__Written instruction 1__: In the OFAC settlement text, how much did First Bank and JC Flowers agree to pay?
__Written instruction 2__: Copy the entries verbatim, beginning at the line that contains "Expected content: dark" and stopping after the line that contains "27 106 31 149".

On August 27, 2021, the U.S. Department of the Treasury’s Office of Foreign Assets Control (“OFAC”) entered a settlement agreement with First Bank SA (“First Bank”), located in Romania, and its U.S. parent company, JC Flowers & Co. (“JC Flowers”). According to a press release, the companies agreed to pay $862,318 to settle potential civil liability related to First Bank’s processing of transactions in apparent violation of OFAC’s Iran and Syria sanctions programs. More specifically, First Bank processed 98 commercial transactions totaling $3,589,189 through U.S. banks on behalf of parties located in Iran and Syria. In 2018, after JC Flowers acquired a majority ownership interest in First Bank, First Bank processed Euro-denominated payments for persons located in Iran.
This settlement agreement emphasizes the broad scope of U.S. sanctions regulations applicable to transactions processed through the U.S. financial system or within the United States. Thus, non-U.S. companies should continue to conduct due diligence to determine whether a transaction involves a U.S. nexus, including U.S. persons, U.S. dollars, or the U.S. financial system.
The Apparent Violations
In 2019, First Bank’s regulator, the National Bank of Romania, flagged a U.S. dollar transaction that First Bank had processed for a shipment of timber from Romania to Syria. As a result, First Bank commenced a five-year lookback in March 2019 and voluntarily self-disclosed the results to OFAC.

[Annotated coordinate records]
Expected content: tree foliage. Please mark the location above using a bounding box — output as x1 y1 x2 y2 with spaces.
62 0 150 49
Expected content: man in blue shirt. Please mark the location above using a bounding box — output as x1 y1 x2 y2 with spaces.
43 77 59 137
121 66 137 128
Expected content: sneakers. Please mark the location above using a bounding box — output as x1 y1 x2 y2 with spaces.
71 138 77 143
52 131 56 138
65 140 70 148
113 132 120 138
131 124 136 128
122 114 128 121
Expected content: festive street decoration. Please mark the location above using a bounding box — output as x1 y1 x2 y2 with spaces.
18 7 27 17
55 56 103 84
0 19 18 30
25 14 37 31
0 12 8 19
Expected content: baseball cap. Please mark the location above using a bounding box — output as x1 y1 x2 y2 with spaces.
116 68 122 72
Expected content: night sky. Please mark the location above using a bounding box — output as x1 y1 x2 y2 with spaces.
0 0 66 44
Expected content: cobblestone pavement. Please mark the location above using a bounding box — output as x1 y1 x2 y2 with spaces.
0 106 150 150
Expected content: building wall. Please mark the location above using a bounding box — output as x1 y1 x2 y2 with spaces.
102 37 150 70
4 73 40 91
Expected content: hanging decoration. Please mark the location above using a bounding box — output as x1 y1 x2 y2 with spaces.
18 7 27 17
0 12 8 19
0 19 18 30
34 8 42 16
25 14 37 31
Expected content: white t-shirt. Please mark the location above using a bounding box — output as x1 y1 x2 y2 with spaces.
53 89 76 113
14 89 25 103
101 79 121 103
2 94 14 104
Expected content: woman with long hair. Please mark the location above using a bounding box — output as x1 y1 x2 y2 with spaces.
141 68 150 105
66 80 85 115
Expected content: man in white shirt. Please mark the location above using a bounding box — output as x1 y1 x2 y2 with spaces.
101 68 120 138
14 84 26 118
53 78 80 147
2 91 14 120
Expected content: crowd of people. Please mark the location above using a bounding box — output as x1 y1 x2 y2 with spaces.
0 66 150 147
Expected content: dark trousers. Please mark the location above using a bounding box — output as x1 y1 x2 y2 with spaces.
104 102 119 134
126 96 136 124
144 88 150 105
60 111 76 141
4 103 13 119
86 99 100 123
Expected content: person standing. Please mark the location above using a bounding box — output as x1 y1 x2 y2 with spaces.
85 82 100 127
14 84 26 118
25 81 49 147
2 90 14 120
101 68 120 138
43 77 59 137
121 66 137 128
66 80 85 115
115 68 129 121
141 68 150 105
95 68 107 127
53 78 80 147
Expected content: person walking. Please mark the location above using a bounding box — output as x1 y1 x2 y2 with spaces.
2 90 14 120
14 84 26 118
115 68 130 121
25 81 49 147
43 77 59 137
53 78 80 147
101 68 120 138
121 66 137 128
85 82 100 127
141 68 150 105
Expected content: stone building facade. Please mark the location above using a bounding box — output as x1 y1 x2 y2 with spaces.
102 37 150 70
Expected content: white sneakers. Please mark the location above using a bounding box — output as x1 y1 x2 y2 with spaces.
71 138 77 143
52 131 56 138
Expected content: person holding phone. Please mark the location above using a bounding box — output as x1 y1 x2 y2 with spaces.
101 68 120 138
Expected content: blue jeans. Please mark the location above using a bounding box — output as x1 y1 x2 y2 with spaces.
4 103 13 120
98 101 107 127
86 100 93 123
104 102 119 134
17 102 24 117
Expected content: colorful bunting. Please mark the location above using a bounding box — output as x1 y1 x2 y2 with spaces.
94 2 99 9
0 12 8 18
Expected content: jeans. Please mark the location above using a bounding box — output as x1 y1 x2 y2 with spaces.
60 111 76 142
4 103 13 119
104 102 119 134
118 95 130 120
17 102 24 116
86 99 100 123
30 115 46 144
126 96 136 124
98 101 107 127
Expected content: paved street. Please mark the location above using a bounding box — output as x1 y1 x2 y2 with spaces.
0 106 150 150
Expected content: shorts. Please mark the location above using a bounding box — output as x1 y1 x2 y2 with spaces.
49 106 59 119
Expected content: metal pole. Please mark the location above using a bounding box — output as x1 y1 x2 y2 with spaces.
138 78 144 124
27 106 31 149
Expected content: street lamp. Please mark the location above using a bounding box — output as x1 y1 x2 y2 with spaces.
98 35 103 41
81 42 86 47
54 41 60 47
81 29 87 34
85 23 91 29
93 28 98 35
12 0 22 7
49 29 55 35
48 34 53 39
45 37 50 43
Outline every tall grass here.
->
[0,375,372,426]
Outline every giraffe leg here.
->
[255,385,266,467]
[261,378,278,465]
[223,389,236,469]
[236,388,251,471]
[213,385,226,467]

__Correct output 1__: $862,318

__Correct output 2__:
Expected content: dark trousers. Please mark the location above using a bounding box — output as x1 y1 x2 y2 with spaces.
104 102 119 134
126 96 136 124
144 88 150 105
60 111 76 141
4 103 13 119
86 99 100 123
Expected content: person standing. Please mark the location above using a bounding box — output as x1 y1 x2 y2 with spaces.
85 82 100 127
14 84 26 118
25 81 49 147
2 90 14 120
101 68 120 138
43 77 59 137
121 66 137 128
66 80 85 115
115 68 129 121
141 68 150 105
95 68 107 127
53 78 80 147
Expected content: person walking. Please mark the location above using a bounding box — output as x1 y1 x2 y2 with spaces.
2 90 14 120
14 84 26 118
115 68 130 121
25 81 49 147
43 77 59 137
53 78 80 147
101 68 120 138
121 66 137 128
85 82 100 127
141 68 150 105
Expected content: stone building facade. Please mark the location above using a bounding box — output as x1 y1 x2 y2 with spaces.
102 37 150 70
Expected content: white sneakers. Please mark the location above using a bounding box — output as x1 y1 x2 y2 with spaces.
71 138 77 143
52 131 56 138
Expected content: person holding phone. Please mark the location above using a bounding box — output as x1 y1 x2 y2 with spaces.
101 68 120 138
Expected content: blue jeans. Please mark the location above using a bounding box — output as x1 y1 x2 y2 with spaces.
4 103 13 120
98 101 107 127
86 100 93 123
104 102 119 134
17 102 24 117
Expected content: colorful bunting. Please mark the location above using a bounding box — output as x1 y1 x2 y2 with spaces.
94 2 99 9
0 12 8 18
Expected content: jeans. Please mark the location above using a bounding box — output as x1 y1 x2 y2 with spaces.
60 111 76 142
4 103 13 119
104 102 119 134
118 95 130 120
17 102 24 116
86 99 100 123
30 115 46 144
126 96 136 124
98 101 107 127
Expected content: paved street. Please mark the location above using a bounding box — output as x1 y1 x2 y2 with spaces.
0 106 150 150
Expected content: shorts. Please mark the location above using a bounding box — output as x1 y1 x2 y2 with spaces.
49 106 59 119
Expected content: metal pole. Please mark the location above using a bounding box — output as x1 y1 x2 y2 with spaces.
138 78 144 124
27 106 31 149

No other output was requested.